[Annotated coordinate records]
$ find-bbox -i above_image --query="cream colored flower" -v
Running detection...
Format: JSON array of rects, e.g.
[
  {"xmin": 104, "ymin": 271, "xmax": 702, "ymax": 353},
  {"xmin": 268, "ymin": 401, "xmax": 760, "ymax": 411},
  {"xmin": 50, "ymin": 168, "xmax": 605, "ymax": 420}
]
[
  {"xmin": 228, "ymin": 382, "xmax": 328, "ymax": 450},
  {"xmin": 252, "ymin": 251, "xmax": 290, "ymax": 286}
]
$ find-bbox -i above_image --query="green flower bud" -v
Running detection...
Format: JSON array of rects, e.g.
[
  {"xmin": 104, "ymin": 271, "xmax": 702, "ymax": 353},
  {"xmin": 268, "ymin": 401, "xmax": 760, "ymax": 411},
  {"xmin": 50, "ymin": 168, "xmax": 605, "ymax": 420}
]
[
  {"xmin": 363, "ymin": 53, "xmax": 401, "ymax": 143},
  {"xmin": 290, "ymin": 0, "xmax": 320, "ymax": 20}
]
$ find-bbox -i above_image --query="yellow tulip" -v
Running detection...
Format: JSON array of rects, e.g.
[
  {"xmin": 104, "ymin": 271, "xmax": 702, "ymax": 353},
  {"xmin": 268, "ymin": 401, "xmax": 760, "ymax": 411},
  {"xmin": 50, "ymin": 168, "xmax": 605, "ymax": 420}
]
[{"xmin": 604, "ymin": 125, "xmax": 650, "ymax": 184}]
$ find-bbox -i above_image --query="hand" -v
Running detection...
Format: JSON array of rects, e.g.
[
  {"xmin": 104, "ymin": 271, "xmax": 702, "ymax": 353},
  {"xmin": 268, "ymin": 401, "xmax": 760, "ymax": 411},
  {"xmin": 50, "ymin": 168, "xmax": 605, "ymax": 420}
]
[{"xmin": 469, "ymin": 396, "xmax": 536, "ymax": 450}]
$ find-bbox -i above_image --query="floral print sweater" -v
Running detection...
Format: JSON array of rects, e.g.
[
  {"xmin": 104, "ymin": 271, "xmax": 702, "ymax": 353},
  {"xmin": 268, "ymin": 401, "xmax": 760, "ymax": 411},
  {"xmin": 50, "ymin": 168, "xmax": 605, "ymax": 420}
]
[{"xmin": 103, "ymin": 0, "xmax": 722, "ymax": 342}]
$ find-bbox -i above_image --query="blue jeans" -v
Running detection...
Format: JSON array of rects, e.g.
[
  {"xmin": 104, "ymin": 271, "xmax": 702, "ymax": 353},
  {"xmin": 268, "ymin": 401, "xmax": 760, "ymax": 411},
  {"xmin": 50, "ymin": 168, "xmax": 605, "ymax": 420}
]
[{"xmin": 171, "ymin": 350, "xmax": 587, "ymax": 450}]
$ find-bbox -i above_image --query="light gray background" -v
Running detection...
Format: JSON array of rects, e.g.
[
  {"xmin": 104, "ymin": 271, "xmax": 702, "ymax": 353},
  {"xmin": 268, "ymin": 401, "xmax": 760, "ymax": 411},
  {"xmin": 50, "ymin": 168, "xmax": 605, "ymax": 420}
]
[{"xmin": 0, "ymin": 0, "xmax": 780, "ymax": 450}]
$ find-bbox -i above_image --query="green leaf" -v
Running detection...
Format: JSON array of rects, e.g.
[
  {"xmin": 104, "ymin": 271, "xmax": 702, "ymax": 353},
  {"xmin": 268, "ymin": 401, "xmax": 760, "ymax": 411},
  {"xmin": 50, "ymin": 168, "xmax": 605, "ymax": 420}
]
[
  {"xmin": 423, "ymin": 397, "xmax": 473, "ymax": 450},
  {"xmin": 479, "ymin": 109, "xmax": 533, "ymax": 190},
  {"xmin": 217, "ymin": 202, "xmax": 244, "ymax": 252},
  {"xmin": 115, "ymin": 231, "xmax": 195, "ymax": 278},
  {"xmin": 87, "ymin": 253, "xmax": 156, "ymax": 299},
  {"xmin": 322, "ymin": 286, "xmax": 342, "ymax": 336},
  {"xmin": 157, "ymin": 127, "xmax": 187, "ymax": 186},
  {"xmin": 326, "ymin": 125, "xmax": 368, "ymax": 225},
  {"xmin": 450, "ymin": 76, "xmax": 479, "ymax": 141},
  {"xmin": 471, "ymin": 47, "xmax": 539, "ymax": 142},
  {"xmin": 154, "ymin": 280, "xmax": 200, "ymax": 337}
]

> _WHAT IS ASKED_: Using the listing above, retype each line exactly.

> _RESULT_:
$ find-bbox -i above_image --query="cream colored flower" -v
Running detection...
Format: JSON array of rects, e.g.
[
  {"xmin": 104, "ymin": 271, "xmax": 702, "ymax": 353},
  {"xmin": 268, "ymin": 401, "xmax": 760, "ymax": 411},
  {"xmin": 50, "ymin": 168, "xmax": 605, "ymax": 420}
]
[
  {"xmin": 228, "ymin": 382, "xmax": 328, "ymax": 450},
  {"xmin": 252, "ymin": 251, "xmax": 290, "ymax": 286}
]
$ find-bbox -i above_image --query="green flower bud" -v
Running detection...
Format: JSON array of rects, e.g.
[
  {"xmin": 104, "ymin": 271, "xmax": 702, "ymax": 353},
  {"xmin": 268, "ymin": 401, "xmax": 760, "ymax": 411},
  {"xmin": 50, "ymin": 168, "xmax": 605, "ymax": 420}
]
[
  {"xmin": 363, "ymin": 53, "xmax": 401, "ymax": 143},
  {"xmin": 290, "ymin": 0, "xmax": 320, "ymax": 20}
]
$ find-bbox -i above_image --query="yellow tulip" -v
Running detection...
Format: JSON array of rects, e.g.
[
  {"xmin": 104, "ymin": 271, "xmax": 702, "ymax": 353},
  {"xmin": 268, "ymin": 401, "xmax": 760, "ymax": 411},
  {"xmin": 50, "ymin": 168, "xmax": 605, "ymax": 420}
]
[{"xmin": 604, "ymin": 125, "xmax": 650, "ymax": 184}]
$ find-bbox -i above_image --query="hand" -v
Running detection...
Format: JSON array of rects, e.g.
[
  {"xmin": 104, "ymin": 271, "xmax": 702, "ymax": 353},
  {"xmin": 268, "ymin": 401, "xmax": 760, "ymax": 411},
  {"xmin": 50, "ymin": 168, "xmax": 605, "ymax": 420}
]
[{"xmin": 469, "ymin": 396, "xmax": 536, "ymax": 450}]
$ find-bbox -i above_image --query="floral print sweater" -v
Running detection...
Format: JSON array of rects, e.g.
[
  {"xmin": 104, "ymin": 271, "xmax": 702, "ymax": 353},
  {"xmin": 268, "ymin": 401, "xmax": 760, "ymax": 411},
  {"xmin": 50, "ymin": 168, "xmax": 605, "ymax": 420}
]
[{"xmin": 103, "ymin": 0, "xmax": 722, "ymax": 342}]
$ find-bbox -i above_image --query="blue jeans" -v
Running detection...
Format: JSON array of rects, e.g.
[
  {"xmin": 104, "ymin": 271, "xmax": 702, "ymax": 353},
  {"xmin": 268, "ymin": 401, "xmax": 760, "ymax": 411},
  {"xmin": 50, "ymin": 168, "xmax": 605, "ymax": 420}
]
[{"xmin": 171, "ymin": 350, "xmax": 587, "ymax": 450}]
$ find-bbox -i above_image --query="light gray background" -v
Running detection...
Format: JSON array of rects, e.g.
[
  {"xmin": 104, "ymin": 271, "xmax": 702, "ymax": 353},
  {"xmin": 268, "ymin": 401, "xmax": 760, "ymax": 411},
  {"xmin": 50, "ymin": 168, "xmax": 605, "ymax": 420}
]
[{"xmin": 0, "ymin": 0, "xmax": 780, "ymax": 450}]
$ find-bbox -i above_image --query="green leaf" -v
Running detection...
Format: JSON array of rects, e.g.
[
  {"xmin": 104, "ymin": 271, "xmax": 702, "ymax": 353},
  {"xmin": 268, "ymin": 401, "xmax": 760, "ymax": 411},
  {"xmin": 50, "ymin": 168, "xmax": 605, "ymax": 420}
]
[
  {"xmin": 423, "ymin": 397, "xmax": 473, "ymax": 450},
  {"xmin": 479, "ymin": 109, "xmax": 533, "ymax": 190},
  {"xmin": 217, "ymin": 202, "xmax": 244, "ymax": 252},
  {"xmin": 115, "ymin": 231, "xmax": 195, "ymax": 278},
  {"xmin": 87, "ymin": 253, "xmax": 156, "ymax": 299},
  {"xmin": 322, "ymin": 286, "xmax": 342, "ymax": 336},
  {"xmin": 157, "ymin": 127, "xmax": 187, "ymax": 186},
  {"xmin": 326, "ymin": 125, "xmax": 368, "ymax": 225},
  {"xmin": 450, "ymin": 76, "xmax": 479, "ymax": 141},
  {"xmin": 471, "ymin": 47, "xmax": 539, "ymax": 142},
  {"xmin": 154, "ymin": 280, "xmax": 200, "ymax": 337}
]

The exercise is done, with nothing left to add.